Source:
--------------------------------

Le contexte de la concurrence internationale a changé de fond en comble. Le déplacement des centres de gravité a réorganisé la géographie économique. Les acteurs ont eux-mêmes changé: jusqu'ici, les entreprises pouvaient être rattachées à une patrie politique; l'apparition de chaînes mondiales de création de valeur rend cette classification obsolète. À cela s'ajoute le fait que la révolution du marché des capitaux, avec ses nouveaux outils et possibilités, transforme à vue d'oeil la structure de l'actionnariat de nombreuses entreprises. En se basant sur de nouvelles données, des analystes de l'OCDE tentent de décrire les acteurs et le fonctionnement de ce paysage. Ils remettent, par ailleurs, en question le taux prétendument élevé d'intégration de la Suisse dans le monde Une version longue de cet article est disponible à l'adresse www.eda.admin.ch , rubriques «Thèmes», «Organisations internationales», «OCDE», «Délégation suisse». .



Aujourd’hui, les grands moteurs de la concurrence universelle ne sont plus les pays industrialisés classiques de l’OCDE, mais les pays émergents. Ces cinq dernières années, le Bric (Brésil, Russie, Inde et Chine) a, à lui seul, contribué davantage à la croissance générale que toute la zone OCDE. À pouvoir d’achat égal, sa quote-part au PIB mondial est passée de 18% (début des années nonante) à 27% (2007). Celle de tous les pays hors OCDE a atteint 46% (voir graphique 1 ). À un rythme hallucinant, la Chine a presque quintuplé sa part entre 1980 et 2000, alors que celle de l’Asie méridionale (l’Inde surtout) se «contentait» de doubler. En 2008, la Chine deviendra probablement le plus grand exportateur du monde. En plus de cela, les exportations de haute technologie du Bric ont doublé en passant de 15% (1996) à 30% (2004). L’image d’une Asie «atelier mondial» n’est plus entièrement pertinente. Cette évolution donne un avant-goût de ce qui pourrait se passer dans le secteur des services, où l’OCDE assure encore 80% des échanges internationaux.   Les taux actuels de croissance par habitant des pays du Bric et leur démographie (toujours) dynamique modifient radicalement le classement traditionnel des PIB. Si l’on tient encore compte du pouvoir d’achat, il faudrait remettre foncièrement en question la prétention du G8 à dominer l’économie mondiale (voir graphique 2 ).

--------------------------------

Matériel source:
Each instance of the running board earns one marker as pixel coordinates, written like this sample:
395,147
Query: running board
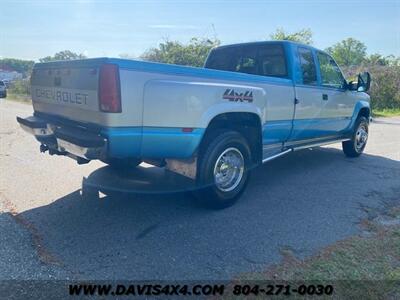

--------------------------------

Consigne: Citez en entier, mot pour mot, le texte sur la concurrence internationale.

Réponse:
Le contexte de la concurrence internationale a changé de fond en comble. Le déplacement des centres de gravité a réorganisé la géographie économique. Les acteurs ont eux-mêmes changé: jusqu'ici, les entreprises pouvaient être rattachées à une patrie politique; l'apparition de chaînes mondiales de création de valeur rend cette classification obsolète. À cela s'ajoute le fait que la révolution du marché des capitaux, avec ses nouveaux outils et possibilités, transforme à vue d'oeil la structure de l'actionnariat de nombreuses entreprises. En se basant sur de nouvelles données, des analystes de l'OCDE tentent de décrire les acteurs et le fonctionnement de ce paysage. Ils remettent, par ailleurs, en question le taux prétendument élevé d'intégration de la Suisse dans le monde Une version longue de cet article est disponible à l'adresse www.eda.admin.ch , rubriques «Thèmes», «Organisations internationales», «OCDE», «Délégation suisse». .



Aujourd’hui, les grands moteurs de la concurrence universelle ne sont plus les pays industrialisés classiques de l’OCDE, mais les pays émergents. Ces cinq dernières années, le Bric (Brésil, Russie, Inde et Chine) a, à lui seul, contribué davantage à la croissance générale que toute la zone OCDE. À pouvoir d’achat égal, sa quote-part au PIB mondial est passée de 18% (début des années nonante) à 27% (2007). Celle de tous les pays hors OCDE a atteint 46% (voir graphique 1 ). À un rythme hallucinant, la Chine a presque quintuplé sa part entre 1980 et 2000, alors que celle de l’Asie méridionale (l’Inde surtout) se «contentait» de doubler. En 2008, la Chine deviendra probablement le plus grand exportateur du monde. En plus de cela, les exportations de haute technologie du Bric ont doublé en passant de 15% (1996) à 30% (2004). L’image d’une Asie «atelier mondial» n’est plus entièrement pertinente. Cette évolution donne un avant-goût de ce qui pourrait se passer dans le secteur des services, où l’OCDE assure encore 80% des échanges internationaux.   Les taux actuels de croissance par habitant des pays du Bric et leur démographie (toujours) dynamique modifient radicalement le classement traditionnel des PIB. Si l’on tient encore compte du pouvoir d’achat, il faudrait remettre foncièrement en question la prétention du G8 à dominer l’économie mondiale (voir graphique 2 ).